-- start Rows --

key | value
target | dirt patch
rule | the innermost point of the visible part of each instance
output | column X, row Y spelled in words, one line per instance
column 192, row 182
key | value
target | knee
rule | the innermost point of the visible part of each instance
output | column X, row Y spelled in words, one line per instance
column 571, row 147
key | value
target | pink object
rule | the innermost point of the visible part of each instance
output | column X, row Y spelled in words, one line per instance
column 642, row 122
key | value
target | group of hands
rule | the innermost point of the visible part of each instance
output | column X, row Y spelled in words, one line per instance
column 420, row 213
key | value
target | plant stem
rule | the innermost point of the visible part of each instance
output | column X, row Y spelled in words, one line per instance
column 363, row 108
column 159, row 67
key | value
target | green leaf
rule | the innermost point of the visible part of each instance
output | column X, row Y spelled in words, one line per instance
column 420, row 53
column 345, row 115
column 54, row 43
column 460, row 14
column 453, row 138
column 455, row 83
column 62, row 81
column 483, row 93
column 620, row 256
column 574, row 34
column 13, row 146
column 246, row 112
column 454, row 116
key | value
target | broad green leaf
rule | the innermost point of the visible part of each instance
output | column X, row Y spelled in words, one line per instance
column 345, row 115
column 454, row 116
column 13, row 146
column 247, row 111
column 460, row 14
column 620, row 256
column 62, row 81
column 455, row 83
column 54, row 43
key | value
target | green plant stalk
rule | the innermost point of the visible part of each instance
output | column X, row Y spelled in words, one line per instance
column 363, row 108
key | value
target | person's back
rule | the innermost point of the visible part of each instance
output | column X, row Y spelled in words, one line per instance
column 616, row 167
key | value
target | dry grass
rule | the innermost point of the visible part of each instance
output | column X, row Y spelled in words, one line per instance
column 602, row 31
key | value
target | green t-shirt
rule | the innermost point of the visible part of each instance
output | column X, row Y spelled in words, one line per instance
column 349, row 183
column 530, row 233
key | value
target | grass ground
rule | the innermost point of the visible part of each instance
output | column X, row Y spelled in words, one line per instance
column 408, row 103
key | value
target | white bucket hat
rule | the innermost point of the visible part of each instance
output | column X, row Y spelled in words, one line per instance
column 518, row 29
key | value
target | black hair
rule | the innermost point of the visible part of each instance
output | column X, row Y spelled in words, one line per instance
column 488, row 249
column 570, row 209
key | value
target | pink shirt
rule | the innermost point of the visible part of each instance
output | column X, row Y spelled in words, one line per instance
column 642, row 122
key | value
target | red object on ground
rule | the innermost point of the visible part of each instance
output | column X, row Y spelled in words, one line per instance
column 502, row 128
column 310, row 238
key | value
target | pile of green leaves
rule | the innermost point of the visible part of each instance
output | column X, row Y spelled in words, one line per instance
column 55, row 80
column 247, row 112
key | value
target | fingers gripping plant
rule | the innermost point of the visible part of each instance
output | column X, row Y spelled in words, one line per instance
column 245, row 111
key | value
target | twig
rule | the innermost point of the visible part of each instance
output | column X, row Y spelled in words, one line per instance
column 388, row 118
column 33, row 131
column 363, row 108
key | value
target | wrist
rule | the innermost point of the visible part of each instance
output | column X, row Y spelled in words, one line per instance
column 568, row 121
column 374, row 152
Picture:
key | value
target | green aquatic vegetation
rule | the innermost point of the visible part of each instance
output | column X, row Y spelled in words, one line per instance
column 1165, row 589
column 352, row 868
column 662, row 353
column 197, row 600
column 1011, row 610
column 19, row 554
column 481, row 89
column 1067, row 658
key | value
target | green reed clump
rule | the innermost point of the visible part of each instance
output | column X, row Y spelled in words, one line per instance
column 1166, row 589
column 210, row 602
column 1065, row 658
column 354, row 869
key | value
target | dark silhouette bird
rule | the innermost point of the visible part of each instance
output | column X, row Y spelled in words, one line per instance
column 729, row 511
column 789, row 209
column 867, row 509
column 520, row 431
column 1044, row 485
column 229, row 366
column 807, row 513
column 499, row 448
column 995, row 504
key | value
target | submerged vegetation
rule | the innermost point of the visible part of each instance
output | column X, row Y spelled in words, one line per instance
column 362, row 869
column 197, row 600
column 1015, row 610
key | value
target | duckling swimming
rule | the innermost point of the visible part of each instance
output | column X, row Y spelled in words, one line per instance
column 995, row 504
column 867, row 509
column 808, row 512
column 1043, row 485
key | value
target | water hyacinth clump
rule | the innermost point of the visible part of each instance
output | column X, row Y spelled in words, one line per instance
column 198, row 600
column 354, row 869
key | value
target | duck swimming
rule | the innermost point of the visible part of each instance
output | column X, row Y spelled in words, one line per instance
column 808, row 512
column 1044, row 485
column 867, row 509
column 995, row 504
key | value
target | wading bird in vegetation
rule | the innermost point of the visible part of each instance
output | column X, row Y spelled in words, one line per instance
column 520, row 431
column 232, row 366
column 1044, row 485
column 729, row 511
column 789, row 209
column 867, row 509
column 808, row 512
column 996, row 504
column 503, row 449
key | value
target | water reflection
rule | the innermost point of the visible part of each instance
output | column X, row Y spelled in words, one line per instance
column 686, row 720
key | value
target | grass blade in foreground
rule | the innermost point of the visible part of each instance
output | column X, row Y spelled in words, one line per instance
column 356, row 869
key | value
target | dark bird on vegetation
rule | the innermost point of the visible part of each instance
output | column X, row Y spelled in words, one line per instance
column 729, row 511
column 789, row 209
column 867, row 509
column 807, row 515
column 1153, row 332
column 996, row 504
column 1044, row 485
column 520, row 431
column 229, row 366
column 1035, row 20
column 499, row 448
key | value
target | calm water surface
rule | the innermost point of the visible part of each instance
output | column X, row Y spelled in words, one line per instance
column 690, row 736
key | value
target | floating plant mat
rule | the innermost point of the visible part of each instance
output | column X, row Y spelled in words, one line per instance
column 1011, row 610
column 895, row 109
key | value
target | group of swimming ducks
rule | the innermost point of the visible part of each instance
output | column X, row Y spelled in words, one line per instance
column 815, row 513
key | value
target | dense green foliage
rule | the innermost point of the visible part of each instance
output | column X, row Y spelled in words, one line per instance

-- end Rows --

* **Task instructions**:
Reproduce all of the entries above, substituting "central point" for every occurrence of "innermost point" and leaving everything else unchanged.

* **Solved problem**:
key | value
target | dirt patch
rule | the central point of the visible part of each instance
output | column X, row Y spelled in words, one line per instance
column 192, row 182
key | value
target | knee
rule | the central point of the visible part of each instance
output | column X, row Y spelled in words, one line per instance
column 571, row 147
key | value
target | pink object
rule | the central point of the visible part of each instance
output | column X, row Y spelled in words, one line per instance
column 642, row 122
key | value
target | group of hands
rule | the central point of the visible part of each instance
output | column X, row Y spelled in words, one line per instance
column 420, row 213
key | value
target | plant stem
rule | the central point of the visible part of each instance
output | column X, row Y spelled in words, one line per instance
column 363, row 108
column 159, row 67
key | value
target | green leaf
rule | the central point of the visible part of each instance
output | column X, row Y spelled in words, one line per instance
column 420, row 53
column 345, row 115
column 54, row 43
column 460, row 14
column 453, row 138
column 455, row 83
column 62, row 81
column 483, row 93
column 620, row 256
column 574, row 34
column 13, row 146
column 246, row 112
column 454, row 116
key | value
target | broad green leaf
rule | the central point of the visible part of each instance
output | column X, row Y spelled in words, one line per instance
column 345, row 115
column 454, row 116
column 13, row 146
column 247, row 111
column 460, row 14
column 620, row 256
column 62, row 81
column 455, row 83
column 54, row 43
key | value
target | green plant stalk
rule | the central point of the visible part of each instance
output | column X, row Y spelled in words, one line per instance
column 363, row 108
key | value
target | person's back
rule | the central point of the visible part of each instance
output | column X, row Y spelled in words, one line per instance
column 616, row 167
key | value
target | dry grass
rule | the central point of the visible part of each instance
output | column X, row Y spelled in words, one line per instance
column 602, row 31
key | value
target | green t-shirt
rule | the central point of the visible part of each instance
output | column X, row Y spelled in words, one line per instance
column 349, row 183
column 530, row 233
key | value
target | grass ground
rule | the central point of the visible part of each instance
output | column X, row Y spelled in words, one line per instance
column 408, row 103
key | value
target | white bucket hat
rule | the central point of the visible part of each instance
output | column X, row Y spelled in words, one line per instance
column 518, row 29
key | value
target | black hair
rule | the central point of the visible part of each instance
output | column X, row Y spelled in words, one line per instance
column 488, row 249
column 570, row 209
key | value
target | pink shirt
rule | the central point of the visible part of each instance
output | column X, row Y spelled in words, one line per instance
column 642, row 122
key | value
target | red object on ground
rule | the central point of the visible part of each instance
output | column X, row Y spelled in words, one line per instance
column 502, row 128
column 310, row 238
key | value
target | pile of green leaves
rule | the central point of the visible part of each instance
output | column X, row Y spelled in words, one line per instance
column 55, row 80
column 247, row 112
key | value
target | fingers gripping plant
rule | the central point of the visible part of each instance
output | column X, row Y spelled in words, one line per instance
column 245, row 111
key | value
target | twig
rule | the central point of the visible part of each instance
output | column X, row Y spelled in words, one line per instance
column 388, row 118
column 33, row 131
column 363, row 108
key | value
target | wrist
rule | the central point of the visible part of each instance
output | column X, row Y spelled in words, one line per instance
column 568, row 121
column 374, row 152
Picture:
key | value
target | green aquatic vegetation
rule | the central point of the visible part of each instance
output | column X, row Y spelled in words, one line per instance
column 1165, row 589
column 352, row 868
column 662, row 353
column 197, row 600
column 1011, row 610
column 19, row 554
column 481, row 89
column 1067, row 658
key | value
target | green reed clump
rule | the central point of the visible part of each instance
output | column X, row Y spelled in words, one line per instance
column 1166, row 589
column 210, row 602
column 1065, row 658
column 354, row 869
key | value
target | dark silhouette bird
rule | the central point of the visible part of each instance
output | column X, row Y spelled in words, one line per instance
column 729, row 511
column 789, row 209
column 867, row 509
column 520, row 431
column 1044, row 485
column 229, row 366
column 807, row 513
column 499, row 448
column 995, row 504
key | value
target | submerged vegetation
rule | the central point of the visible part of each instance
output | column X, row Y spelled in words, one line per instance
column 362, row 869
column 197, row 600
column 1015, row 610
key | value
target | duckling swimming
rule | the central point of the visible part of each instance
output | column X, row Y spelled in words, one line per instance
column 995, row 504
column 867, row 509
column 808, row 512
column 1043, row 485
key | value
target | water hyacinth clump
rule | the central point of the visible part of each instance
output | column X, row Y spelled in words, one line per instance
column 198, row 600
column 354, row 869
key | value
target | duck swimming
rule | the central point of the visible part of each instance
output | column X, row Y spelled in words, one line per instance
column 808, row 512
column 1044, row 485
column 867, row 509
column 995, row 504
key | value
target | wading bird in vegetation
rule | the central point of the visible part of each instance
output | column X, row Y spelled in words, one line per instance
column 520, row 431
column 232, row 366
column 1044, row 485
column 729, row 511
column 789, row 209
column 867, row 509
column 808, row 512
column 996, row 504
column 503, row 449
key | value
target | water reflection
rule | the central point of the visible part of each instance
output | column X, row Y spelled in words, one line per instance
column 686, row 720
key | value
target | grass blade in foreground
rule | the central point of the visible part of each instance
output | column X, row Y spelled in words, one line per instance
column 356, row 869
key | value
target | dark bird on vegetation
rule | the central point of the visible part of each instance
output | column X, row Y spelled in words, one line per instance
column 729, row 511
column 789, row 209
column 867, row 509
column 807, row 515
column 1153, row 332
column 996, row 504
column 1044, row 485
column 520, row 431
column 229, row 366
column 1035, row 20
column 499, row 448
key | value
target | calm water surface
rule | the central point of the visible part of each instance
output | column X, row Y spelled in words, one line per instance
column 690, row 736
key | value
target | floating plant mat
rule | the central point of the visible part of each instance
output | column X, row Y spelled in words, one line per instance
column 1011, row 610
column 895, row 109
key | value
target | group of swimming ducks
rule | the central point of the visible part of each instance
output | column X, row Y spelled in words, one line per instance
column 815, row 513
key | value
target | dense green foliage
rule | the central point of the visible part of each instance
output | column X, row Y spelled in words, one line per instance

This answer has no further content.